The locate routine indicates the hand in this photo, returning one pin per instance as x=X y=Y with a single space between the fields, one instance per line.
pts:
★ ★ ★ ★ ★
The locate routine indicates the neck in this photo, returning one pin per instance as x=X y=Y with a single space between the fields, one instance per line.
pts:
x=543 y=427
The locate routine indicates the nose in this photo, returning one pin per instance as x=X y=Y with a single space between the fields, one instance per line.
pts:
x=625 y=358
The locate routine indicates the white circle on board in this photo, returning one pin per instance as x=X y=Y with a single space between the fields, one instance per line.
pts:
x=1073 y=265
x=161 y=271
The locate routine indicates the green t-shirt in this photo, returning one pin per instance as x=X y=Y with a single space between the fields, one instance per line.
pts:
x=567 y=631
★ ★ ★ ★ ★
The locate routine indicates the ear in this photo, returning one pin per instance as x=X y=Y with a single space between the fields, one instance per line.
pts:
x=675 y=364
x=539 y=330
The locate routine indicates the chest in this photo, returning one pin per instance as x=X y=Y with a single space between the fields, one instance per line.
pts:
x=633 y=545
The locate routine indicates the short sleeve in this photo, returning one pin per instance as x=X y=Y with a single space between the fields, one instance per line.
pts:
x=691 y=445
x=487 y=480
★ ★ ★ ★ ★
# TASK REQUIREMENTS
Can you rewrite the data from the line containing "The locate routine indicates the short" through the line containing "x=487 y=480", keeping every line and adjusting each coordinate by -5?

# SOLUTION TO THIS EXERCISE
The locate routine indicates the short sleeve in this photo, returning one pin per instance as x=X y=Y with a single space between the fields, one instance per line.
pts:
x=686 y=440
x=482 y=475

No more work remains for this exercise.